Dataset items:
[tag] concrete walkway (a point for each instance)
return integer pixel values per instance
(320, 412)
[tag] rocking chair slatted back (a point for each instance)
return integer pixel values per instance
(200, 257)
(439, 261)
* * *
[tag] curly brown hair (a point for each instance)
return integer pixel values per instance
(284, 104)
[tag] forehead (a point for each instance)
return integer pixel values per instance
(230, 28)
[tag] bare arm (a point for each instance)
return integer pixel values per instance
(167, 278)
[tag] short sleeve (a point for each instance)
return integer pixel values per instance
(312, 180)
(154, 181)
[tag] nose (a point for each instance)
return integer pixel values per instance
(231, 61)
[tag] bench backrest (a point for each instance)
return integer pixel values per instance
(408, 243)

> _AIM OF THE EXERCISE_:
What is the number of lines in the entries that include the string "point"? Reply with that number alone.

> _COMPLETED TASK_:
8